Activity: For this exercise, copy exactly the lines below from the one with "Task: point out the small plant" through the one with "Task: point out the front bumper" and leave out the pictures.
========================
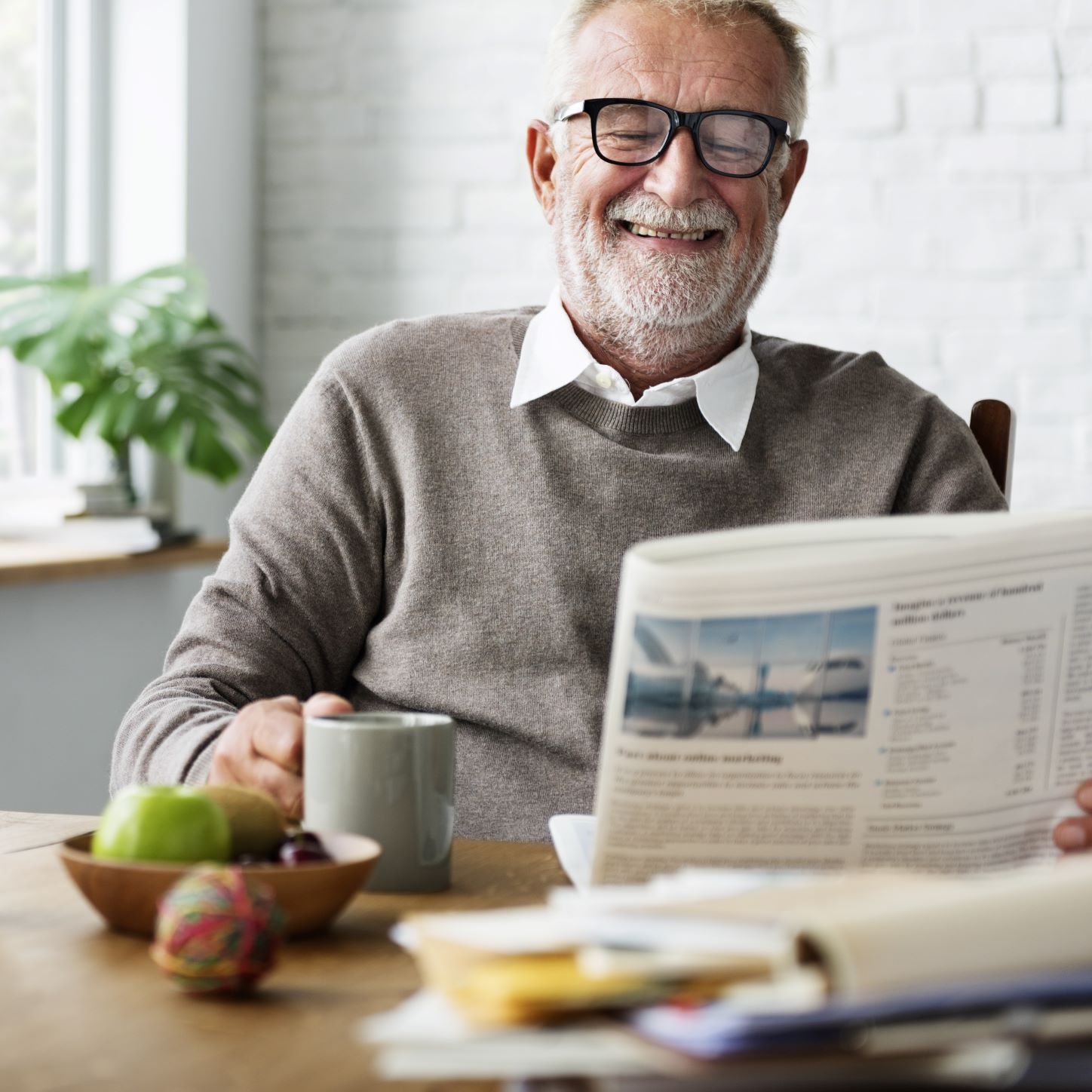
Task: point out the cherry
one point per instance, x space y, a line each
302 848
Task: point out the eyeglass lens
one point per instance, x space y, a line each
729 143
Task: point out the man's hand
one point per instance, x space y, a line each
1075 834
263 747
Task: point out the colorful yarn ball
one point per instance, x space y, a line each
217 931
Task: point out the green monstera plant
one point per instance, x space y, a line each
140 360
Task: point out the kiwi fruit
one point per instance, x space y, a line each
257 821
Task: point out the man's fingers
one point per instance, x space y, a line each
287 789
1084 795
324 704
1074 834
278 736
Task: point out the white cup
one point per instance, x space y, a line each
392 778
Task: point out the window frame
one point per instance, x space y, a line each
72 161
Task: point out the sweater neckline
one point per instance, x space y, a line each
602 413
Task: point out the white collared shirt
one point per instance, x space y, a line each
553 355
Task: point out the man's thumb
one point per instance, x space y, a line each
324 704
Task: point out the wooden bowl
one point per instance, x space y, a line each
127 892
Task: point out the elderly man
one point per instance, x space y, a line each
439 522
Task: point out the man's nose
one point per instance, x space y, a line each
678 177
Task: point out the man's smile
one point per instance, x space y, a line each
655 238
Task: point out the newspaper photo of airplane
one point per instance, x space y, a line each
738 678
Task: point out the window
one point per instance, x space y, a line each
53 155
24 443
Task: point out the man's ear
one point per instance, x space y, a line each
797 161
541 158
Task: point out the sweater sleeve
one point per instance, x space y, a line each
290 605
946 471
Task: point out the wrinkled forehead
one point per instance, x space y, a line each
633 51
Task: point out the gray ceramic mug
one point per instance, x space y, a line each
392 778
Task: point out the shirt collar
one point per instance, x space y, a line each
553 356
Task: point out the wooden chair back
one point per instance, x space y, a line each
994 425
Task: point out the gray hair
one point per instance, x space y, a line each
726 14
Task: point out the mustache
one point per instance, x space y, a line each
645 209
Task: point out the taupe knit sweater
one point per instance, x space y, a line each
413 543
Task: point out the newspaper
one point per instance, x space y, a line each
911 692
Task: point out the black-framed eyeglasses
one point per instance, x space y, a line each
630 132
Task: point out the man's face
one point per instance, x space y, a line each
665 297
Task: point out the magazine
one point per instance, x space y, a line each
909 692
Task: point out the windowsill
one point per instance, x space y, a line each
41 563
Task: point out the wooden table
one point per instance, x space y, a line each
83 1008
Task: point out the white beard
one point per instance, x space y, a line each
655 309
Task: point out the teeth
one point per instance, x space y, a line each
692 236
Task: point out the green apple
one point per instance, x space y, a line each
163 823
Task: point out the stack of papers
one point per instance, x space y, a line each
723 969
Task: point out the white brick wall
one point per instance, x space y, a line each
945 219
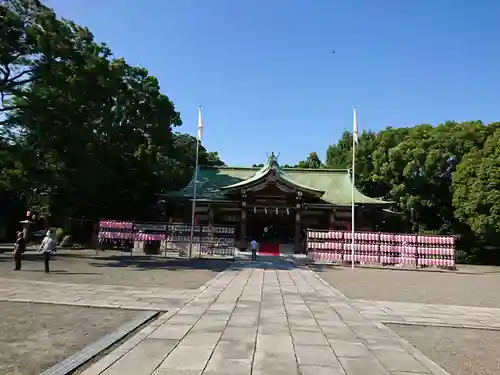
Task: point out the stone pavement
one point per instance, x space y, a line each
266 318
425 314
91 295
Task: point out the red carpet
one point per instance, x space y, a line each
269 249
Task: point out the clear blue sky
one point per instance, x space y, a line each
264 71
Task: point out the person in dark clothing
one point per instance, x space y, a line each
253 245
19 249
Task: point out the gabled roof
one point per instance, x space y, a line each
215 182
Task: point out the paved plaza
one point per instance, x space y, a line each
264 317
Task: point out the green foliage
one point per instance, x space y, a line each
443 179
476 190
82 134
312 161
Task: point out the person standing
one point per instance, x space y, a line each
19 249
47 247
253 246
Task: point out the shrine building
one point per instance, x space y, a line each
275 205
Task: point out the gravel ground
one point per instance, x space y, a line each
459 351
470 286
115 269
35 337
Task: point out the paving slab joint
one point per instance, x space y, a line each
83 356
413 351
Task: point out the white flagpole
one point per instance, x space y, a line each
354 141
195 183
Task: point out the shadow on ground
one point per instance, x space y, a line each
148 263
465 270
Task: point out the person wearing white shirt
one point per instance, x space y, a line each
47 247
253 246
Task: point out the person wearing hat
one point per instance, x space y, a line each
47 247
19 249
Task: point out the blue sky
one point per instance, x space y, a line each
264 71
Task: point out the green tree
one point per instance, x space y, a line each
89 135
476 190
312 161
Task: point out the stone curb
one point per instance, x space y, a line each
76 360
442 325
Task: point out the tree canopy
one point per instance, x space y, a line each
444 179
82 133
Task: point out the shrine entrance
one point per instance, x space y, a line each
271 227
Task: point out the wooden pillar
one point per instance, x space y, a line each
331 221
243 225
211 216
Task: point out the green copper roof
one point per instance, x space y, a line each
336 184
281 176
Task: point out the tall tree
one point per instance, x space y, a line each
476 190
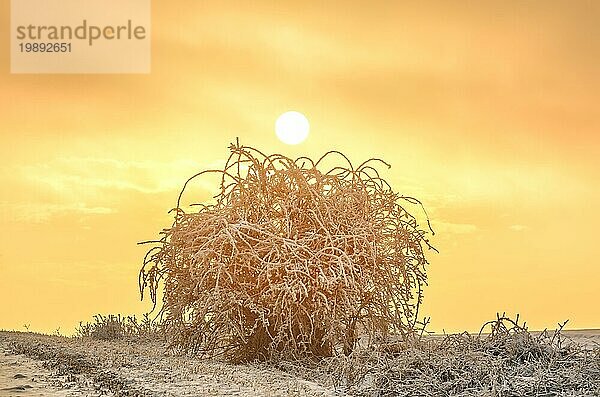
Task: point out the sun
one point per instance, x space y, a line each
292 127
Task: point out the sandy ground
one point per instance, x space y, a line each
57 366
42 365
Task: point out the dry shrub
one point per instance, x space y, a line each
508 361
115 326
291 260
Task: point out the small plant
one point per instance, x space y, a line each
113 327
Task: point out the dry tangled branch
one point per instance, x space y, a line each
291 260
507 361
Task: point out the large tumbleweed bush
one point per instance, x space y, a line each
290 260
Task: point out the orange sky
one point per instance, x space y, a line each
487 111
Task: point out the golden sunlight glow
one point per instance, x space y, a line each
292 127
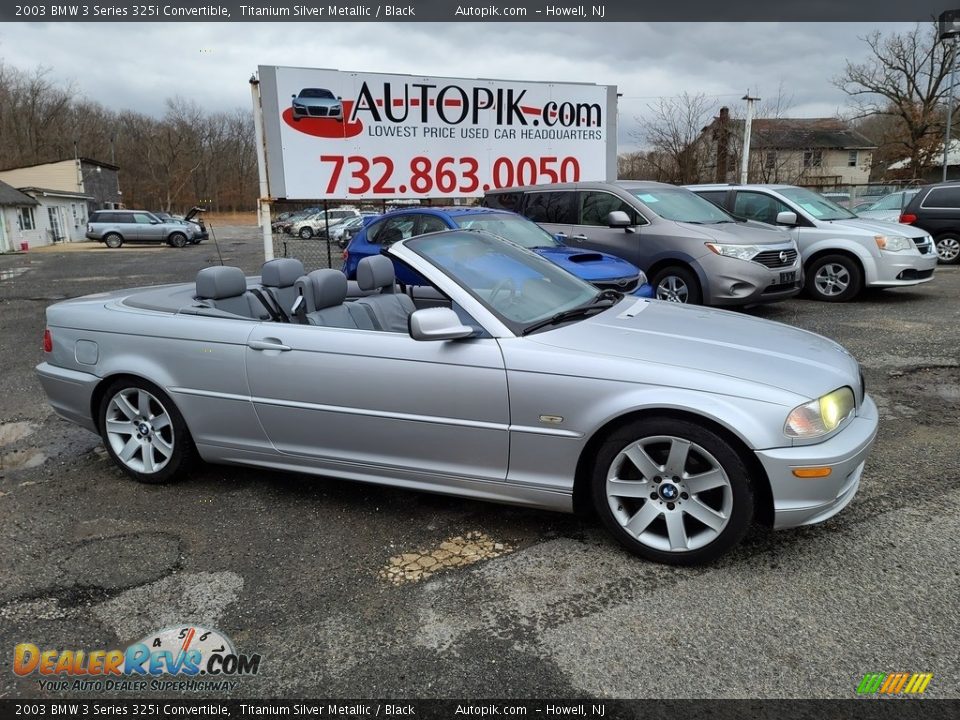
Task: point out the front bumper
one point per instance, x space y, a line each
69 393
898 269
805 501
731 281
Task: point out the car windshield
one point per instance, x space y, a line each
317 92
510 227
893 201
681 205
517 285
816 204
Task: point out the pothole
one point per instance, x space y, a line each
21 459
459 551
934 391
14 431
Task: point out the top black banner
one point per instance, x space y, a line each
693 11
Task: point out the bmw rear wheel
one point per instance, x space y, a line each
143 431
672 491
948 249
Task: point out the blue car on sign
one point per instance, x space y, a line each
602 270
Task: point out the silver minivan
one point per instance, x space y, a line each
842 253
692 251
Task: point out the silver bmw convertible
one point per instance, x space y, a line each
504 379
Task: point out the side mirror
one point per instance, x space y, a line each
618 218
437 324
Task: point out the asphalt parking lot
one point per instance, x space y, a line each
501 602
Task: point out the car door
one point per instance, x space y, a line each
367 402
591 232
149 228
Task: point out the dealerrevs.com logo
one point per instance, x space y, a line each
179 658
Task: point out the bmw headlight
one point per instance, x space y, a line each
821 416
893 243
741 252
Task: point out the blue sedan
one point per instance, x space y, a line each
602 270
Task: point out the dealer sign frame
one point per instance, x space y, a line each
339 135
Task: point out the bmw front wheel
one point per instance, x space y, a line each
144 432
672 491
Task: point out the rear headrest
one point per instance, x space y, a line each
328 287
216 283
281 272
375 272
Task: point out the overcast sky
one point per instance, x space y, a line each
137 66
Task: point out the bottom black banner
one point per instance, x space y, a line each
860 709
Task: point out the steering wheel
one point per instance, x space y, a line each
504 285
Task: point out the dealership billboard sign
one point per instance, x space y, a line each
332 134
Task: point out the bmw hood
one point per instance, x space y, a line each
711 341
882 227
588 265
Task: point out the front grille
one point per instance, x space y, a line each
623 285
772 258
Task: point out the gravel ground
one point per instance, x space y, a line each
299 570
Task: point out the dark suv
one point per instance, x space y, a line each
936 209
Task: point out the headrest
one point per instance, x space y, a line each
282 272
328 288
375 272
216 283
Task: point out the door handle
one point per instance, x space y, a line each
269 344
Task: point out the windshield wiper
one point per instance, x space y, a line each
598 303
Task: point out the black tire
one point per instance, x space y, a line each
170 448
834 278
679 284
948 249
731 502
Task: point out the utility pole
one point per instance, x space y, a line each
745 155
949 28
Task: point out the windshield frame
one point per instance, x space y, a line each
797 195
549 240
420 244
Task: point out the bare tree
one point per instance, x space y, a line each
904 78
671 131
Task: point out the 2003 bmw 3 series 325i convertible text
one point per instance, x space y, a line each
678 425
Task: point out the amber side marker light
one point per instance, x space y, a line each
812 472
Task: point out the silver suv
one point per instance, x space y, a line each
692 251
115 227
842 253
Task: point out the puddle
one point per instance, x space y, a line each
934 390
21 459
11 273
14 431
459 551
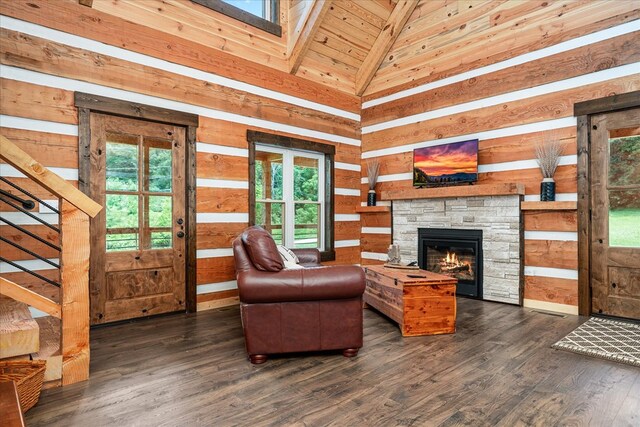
========================
Answer space:
Task: point out the small plant
one point per instance, x space y, a line each
113 327
Task: point out the dry tangled branch
one point per instance, x space y, a line each
291 260
507 361
Task: point out the large tumbleweed bush
one point per instance, x space y, a line each
290 260
Task: point out the orange sky
one point per instance, x space y, a line each
487 111
Task: point out the golden sunlight glow
one point per instance, x space y, a line each
292 127
Task: point out the front bumper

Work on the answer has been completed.